- Instructions to follow
Convert the listing, from its first line through the line containing "[81,278,128,308]" (both ends included), into a numbered list without blank lines. Leave the pictures out.

(Excerpts from a detection dataset)
────────────────────

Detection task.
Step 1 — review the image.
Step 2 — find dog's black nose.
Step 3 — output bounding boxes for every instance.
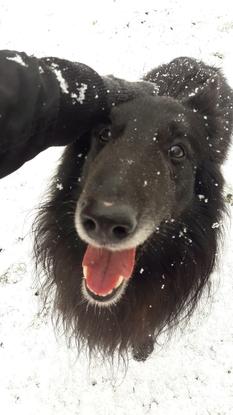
[80,199,137,243]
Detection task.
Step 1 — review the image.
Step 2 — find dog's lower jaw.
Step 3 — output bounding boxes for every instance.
[81,278,128,308]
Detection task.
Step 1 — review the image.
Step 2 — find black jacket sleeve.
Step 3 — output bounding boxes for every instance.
[0,50,107,178]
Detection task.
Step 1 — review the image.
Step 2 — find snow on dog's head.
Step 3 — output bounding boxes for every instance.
[35,58,233,359]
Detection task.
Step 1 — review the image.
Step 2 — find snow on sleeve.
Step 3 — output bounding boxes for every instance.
[6,53,28,67]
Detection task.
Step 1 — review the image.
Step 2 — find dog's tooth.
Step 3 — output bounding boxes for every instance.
[83,265,87,278]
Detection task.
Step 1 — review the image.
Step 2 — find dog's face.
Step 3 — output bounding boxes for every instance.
[75,97,201,306]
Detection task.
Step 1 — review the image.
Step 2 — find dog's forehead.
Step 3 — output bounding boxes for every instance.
[111,96,186,129]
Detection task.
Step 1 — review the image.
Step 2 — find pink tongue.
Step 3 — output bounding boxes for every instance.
[82,245,136,295]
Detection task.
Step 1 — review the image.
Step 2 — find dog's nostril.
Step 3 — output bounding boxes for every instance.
[83,219,97,232]
[112,225,129,239]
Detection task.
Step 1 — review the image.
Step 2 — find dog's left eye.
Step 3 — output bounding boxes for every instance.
[98,127,112,143]
[168,144,185,159]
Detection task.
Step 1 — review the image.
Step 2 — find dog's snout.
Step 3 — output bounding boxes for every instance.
[80,199,137,244]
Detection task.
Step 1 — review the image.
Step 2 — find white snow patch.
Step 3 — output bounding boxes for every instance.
[6,54,28,68]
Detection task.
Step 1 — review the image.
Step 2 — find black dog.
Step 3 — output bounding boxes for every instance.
[35,58,233,360]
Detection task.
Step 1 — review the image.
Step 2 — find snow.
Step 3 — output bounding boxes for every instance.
[0,0,233,415]
[6,54,28,66]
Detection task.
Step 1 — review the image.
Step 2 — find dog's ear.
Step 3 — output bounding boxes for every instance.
[185,73,220,115]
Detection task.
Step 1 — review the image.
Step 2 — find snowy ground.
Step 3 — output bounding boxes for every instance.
[0,0,233,415]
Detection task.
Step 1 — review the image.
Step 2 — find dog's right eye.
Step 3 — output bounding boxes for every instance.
[97,127,112,143]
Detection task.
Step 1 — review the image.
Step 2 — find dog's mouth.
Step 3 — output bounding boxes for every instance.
[82,245,136,305]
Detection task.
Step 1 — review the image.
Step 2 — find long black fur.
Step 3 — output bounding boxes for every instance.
[35,58,233,359]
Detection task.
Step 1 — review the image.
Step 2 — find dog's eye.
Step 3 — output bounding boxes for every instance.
[168,144,185,159]
[98,127,112,143]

────────────────────

- Output for this exercise
1. Detection task.
2. Step 1 — review the image.
3. Step 2 — find dog's black nose.
4. Step 3 — output bounding boxes for every instance.
5. [80,199,137,243]
6. Detection task.
7. Step 1 — review the image.
8. Step 2 — find dog's lower jaw.
9. Step 3 — output bounding boxes for every instance.
10. [81,278,128,308]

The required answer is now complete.